== What this task involves ==
Starting at the line that contains "Field-scouting task: mark every instance of the kitchen cabinet" and ending at the last of the rows, write all the lines out again with the requests included. Multiply each point coordinate in the answers by 1.6, round to whole numbers with halves going up, and leave the pictures out.

:: Data records

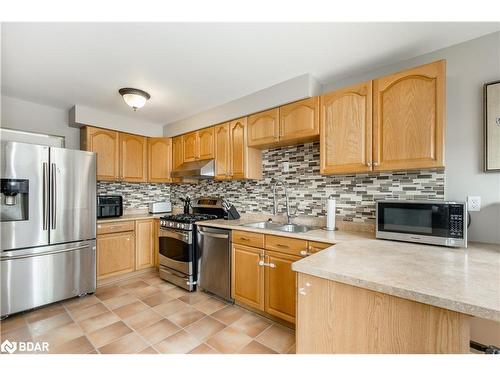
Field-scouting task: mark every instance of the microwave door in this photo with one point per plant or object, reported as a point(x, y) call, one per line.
point(72, 195)
point(24, 196)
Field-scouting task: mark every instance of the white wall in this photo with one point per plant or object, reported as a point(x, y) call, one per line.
point(469, 66)
point(28, 116)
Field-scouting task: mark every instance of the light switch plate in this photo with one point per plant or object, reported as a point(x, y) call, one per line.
point(473, 203)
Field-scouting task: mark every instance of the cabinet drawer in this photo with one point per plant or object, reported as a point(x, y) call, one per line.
point(286, 245)
point(248, 238)
point(115, 227)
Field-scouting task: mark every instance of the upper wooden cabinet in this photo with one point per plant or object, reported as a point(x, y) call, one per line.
point(105, 143)
point(409, 118)
point(159, 159)
point(190, 146)
point(133, 158)
point(300, 120)
point(346, 130)
point(245, 162)
point(222, 149)
point(263, 128)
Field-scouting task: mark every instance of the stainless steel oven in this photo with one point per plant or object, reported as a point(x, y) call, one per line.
point(430, 222)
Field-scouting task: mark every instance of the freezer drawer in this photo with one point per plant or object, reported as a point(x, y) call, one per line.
point(39, 276)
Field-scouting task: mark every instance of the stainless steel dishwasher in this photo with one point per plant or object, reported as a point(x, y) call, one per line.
point(214, 262)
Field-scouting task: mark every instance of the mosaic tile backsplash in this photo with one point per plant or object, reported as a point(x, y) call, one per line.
point(308, 190)
point(135, 195)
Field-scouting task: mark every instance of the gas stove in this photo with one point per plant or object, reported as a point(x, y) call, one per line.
point(184, 221)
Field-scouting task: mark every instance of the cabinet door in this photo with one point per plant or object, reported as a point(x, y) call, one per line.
point(346, 130)
point(144, 244)
point(300, 120)
point(133, 158)
point(115, 254)
point(222, 168)
point(191, 147)
point(280, 285)
point(206, 143)
point(248, 276)
point(177, 152)
point(409, 118)
point(238, 147)
point(159, 159)
point(263, 128)
point(105, 144)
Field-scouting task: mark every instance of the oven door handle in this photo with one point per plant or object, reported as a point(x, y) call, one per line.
point(178, 236)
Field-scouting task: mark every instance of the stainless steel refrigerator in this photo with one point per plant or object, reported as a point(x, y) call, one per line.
point(48, 225)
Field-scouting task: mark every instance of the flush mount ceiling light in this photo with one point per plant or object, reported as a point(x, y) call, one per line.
point(135, 98)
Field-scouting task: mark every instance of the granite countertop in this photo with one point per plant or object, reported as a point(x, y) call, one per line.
point(462, 280)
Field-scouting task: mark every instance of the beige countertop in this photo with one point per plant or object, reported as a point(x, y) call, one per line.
point(463, 280)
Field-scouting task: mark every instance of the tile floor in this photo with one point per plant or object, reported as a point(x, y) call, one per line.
point(148, 315)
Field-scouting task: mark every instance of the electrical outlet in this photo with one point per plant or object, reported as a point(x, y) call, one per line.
point(474, 203)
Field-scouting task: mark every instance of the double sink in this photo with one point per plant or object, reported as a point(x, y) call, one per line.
point(290, 228)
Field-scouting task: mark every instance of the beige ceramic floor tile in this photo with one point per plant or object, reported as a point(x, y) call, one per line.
point(256, 348)
point(45, 325)
point(131, 309)
point(228, 314)
point(143, 319)
point(229, 340)
point(109, 333)
point(210, 305)
point(88, 312)
point(180, 343)
point(157, 299)
point(278, 338)
point(251, 324)
point(99, 321)
point(186, 316)
point(203, 349)
point(129, 344)
point(205, 328)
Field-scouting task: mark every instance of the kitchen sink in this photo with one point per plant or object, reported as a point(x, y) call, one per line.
point(295, 228)
point(291, 228)
point(263, 225)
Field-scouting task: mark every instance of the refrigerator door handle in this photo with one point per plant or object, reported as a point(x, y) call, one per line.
point(45, 201)
point(53, 199)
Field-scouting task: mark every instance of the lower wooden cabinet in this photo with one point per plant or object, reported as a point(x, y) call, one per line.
point(248, 276)
point(144, 244)
point(115, 254)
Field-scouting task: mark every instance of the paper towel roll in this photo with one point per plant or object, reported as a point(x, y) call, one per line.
point(330, 213)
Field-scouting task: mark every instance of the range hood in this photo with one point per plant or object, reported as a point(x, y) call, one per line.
point(195, 169)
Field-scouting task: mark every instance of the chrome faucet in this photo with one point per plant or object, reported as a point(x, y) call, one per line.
point(287, 200)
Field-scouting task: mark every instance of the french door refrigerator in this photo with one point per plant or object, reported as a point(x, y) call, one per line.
point(48, 225)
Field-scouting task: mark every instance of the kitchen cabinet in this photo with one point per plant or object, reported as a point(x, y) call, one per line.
point(222, 149)
point(262, 276)
point(105, 143)
point(264, 128)
point(245, 162)
point(409, 118)
point(248, 276)
point(346, 130)
point(280, 288)
point(133, 158)
point(115, 254)
point(300, 121)
point(206, 143)
point(144, 244)
point(190, 147)
point(159, 159)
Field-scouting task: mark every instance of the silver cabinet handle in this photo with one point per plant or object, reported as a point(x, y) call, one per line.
point(53, 202)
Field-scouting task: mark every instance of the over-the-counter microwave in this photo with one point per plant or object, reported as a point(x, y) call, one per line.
point(429, 222)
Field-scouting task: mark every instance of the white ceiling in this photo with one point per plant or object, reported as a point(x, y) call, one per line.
point(190, 67)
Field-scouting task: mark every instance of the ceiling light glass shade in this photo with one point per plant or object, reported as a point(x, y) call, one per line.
point(135, 98)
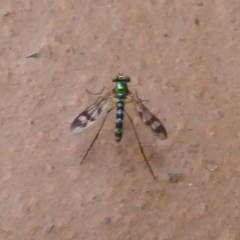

::::

== Result of the exercise ==
Field-scouting task: mark every instance of the kitchen cabinet in this photo with one point per plant or object, reported as a point(x, y) call, one per line.
point(355, 238)
point(419, 442)
point(168, 229)
point(422, 205)
point(392, 259)
point(654, 189)
point(397, 442)
point(554, 208)
point(448, 461)
point(213, 253)
point(184, 406)
point(480, 194)
point(330, 229)
point(230, 390)
point(304, 235)
point(254, 254)
Field-scouting task: mark every instance of the silver cabinet handle in this photo with one point per plant or object, reported as a point(x, y) call, one per line.
point(85, 323)
Field-scouting task: mark every instance of the over-the-counter microwave in this photo with one point per plant or object, reported as a point(x, y) call, one per line.
point(686, 355)
Field-scouting task: mark every instance of the white ceiling in this photo with one point per plant or object, reported as a point(x, y) call, one per line.
point(304, 107)
Field-scouting task: mark every instance of the ceiling light glass shade in this photo with one point per plant or object, reported as a point(x, y) call, one per line.
point(216, 157)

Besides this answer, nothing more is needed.